La diócesis de Barcelona ha pasado meses encomendando en la oración al obispo Antoni Vadell, uno de sus obispos auxiliares. Al final, nos ha dejado. Reconozco que me ha impresionado mucho tanto el seguimiento cercano de su estado de salud por parte de muchos católicos de la diócesis como las numerosísimas muestras de cariño al haberse conocido la triste noticia. Sí, se puede querer y apreciar a un obispo.
En los tiempos en que vivimos, de descrédito de la Iglesia, donde un obispo (casi) debe pedir perdón por serlo; donde se proyecta hacia ellos una imagen de hombre retrógrado, conservador, patriarcal, distante e, incluso, homófobo; donde se presupone que su predicación será “una chapa” doctrinal; donde se le llama para que imponga las manos pero se le ruega que sea cortito… es de admirar el cariño unánime que su persona ha logrado atraer.

◆ ◆ ◆ ◆

__OBJETIVO 1__: Presenta como CSV de dos columnas, "consulta" y "respuesta", los registros que van de la línea que contiene "person wearing hat" a la que contiene "[[250, 18, 259, 91]]", ambas incluidas. Pon una fila por cada texto con su respuesta, cada uno en un campo entre comillas y con los saltos de línea convertidos en espacios.

__DATOS PROPORCIONADOS__:
◆ ◆ ◆ ◆

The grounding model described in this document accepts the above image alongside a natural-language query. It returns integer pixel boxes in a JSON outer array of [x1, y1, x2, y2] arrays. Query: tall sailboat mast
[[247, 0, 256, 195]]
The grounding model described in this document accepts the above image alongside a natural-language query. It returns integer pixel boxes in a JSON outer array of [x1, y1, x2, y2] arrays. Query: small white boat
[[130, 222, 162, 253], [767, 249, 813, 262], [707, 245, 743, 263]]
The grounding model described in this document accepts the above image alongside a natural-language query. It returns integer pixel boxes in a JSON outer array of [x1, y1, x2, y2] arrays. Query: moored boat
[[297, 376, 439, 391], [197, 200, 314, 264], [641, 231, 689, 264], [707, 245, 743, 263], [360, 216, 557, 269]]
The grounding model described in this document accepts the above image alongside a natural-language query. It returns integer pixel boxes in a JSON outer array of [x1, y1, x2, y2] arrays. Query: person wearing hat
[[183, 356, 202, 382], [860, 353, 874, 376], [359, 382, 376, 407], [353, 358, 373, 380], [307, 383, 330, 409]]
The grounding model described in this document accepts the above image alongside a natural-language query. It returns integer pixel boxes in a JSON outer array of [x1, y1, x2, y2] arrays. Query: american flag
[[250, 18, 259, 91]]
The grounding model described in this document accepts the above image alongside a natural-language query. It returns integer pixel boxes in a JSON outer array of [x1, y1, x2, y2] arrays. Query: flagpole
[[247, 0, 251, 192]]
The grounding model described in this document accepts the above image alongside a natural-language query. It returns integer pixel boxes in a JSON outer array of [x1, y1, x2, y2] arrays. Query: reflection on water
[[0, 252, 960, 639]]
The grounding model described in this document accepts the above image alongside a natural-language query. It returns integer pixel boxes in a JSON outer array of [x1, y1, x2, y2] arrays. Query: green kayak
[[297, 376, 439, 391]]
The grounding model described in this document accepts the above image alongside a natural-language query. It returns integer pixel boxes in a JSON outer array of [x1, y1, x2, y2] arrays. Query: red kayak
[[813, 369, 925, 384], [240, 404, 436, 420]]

◆ ◆ ◆ ◆

__OBJETIVO 2__: Reproduce del texto sobre el obispo Antoni Vadell el fragmento que va de "En los tiempos" a "ha logrado atraer.", ambos incluidos.

__SOLUCIÓN COMPLETA 1__:
consulta,respuesta
"The grounding model described in this document accepts the above image alongside a natural-language query. It returns integer pixel boxes in a JSON outer array of [x1, y1, x2, y2] arrays. Query: person wearing hat","[[183, 356, 202, 382], [860, 353, 874, 376], [359, 382, 376, 407], [353, 358, 373, 380], [307, 383, 330, 409]]"
"The grounding model described in this document accepts the above image alongside a natural-language query. It returns integer pixel boxes in a JSON outer array of [x1, y1, x2, y2] arrays. Query: american flag","[[250, 18, 259, 91]]"

__SOLUCIÓN COMPLETA 2__:
En los tiempos en que vivimos, de descrédito de la Iglesia, donde un obispo (casi) debe pedir perdón por serlo; donde se proyecta hacia ellos una imagen de hombre retrógrado, conservador, patriarcal, distante e, incluso, homófobo; donde se presupone que su predicación será “una chapa” doctrinal; donde se le llama para que imponga las manos pero se le ruega que sea cortito… es de admirar el cariño unánime que su persona ha logrado atraer.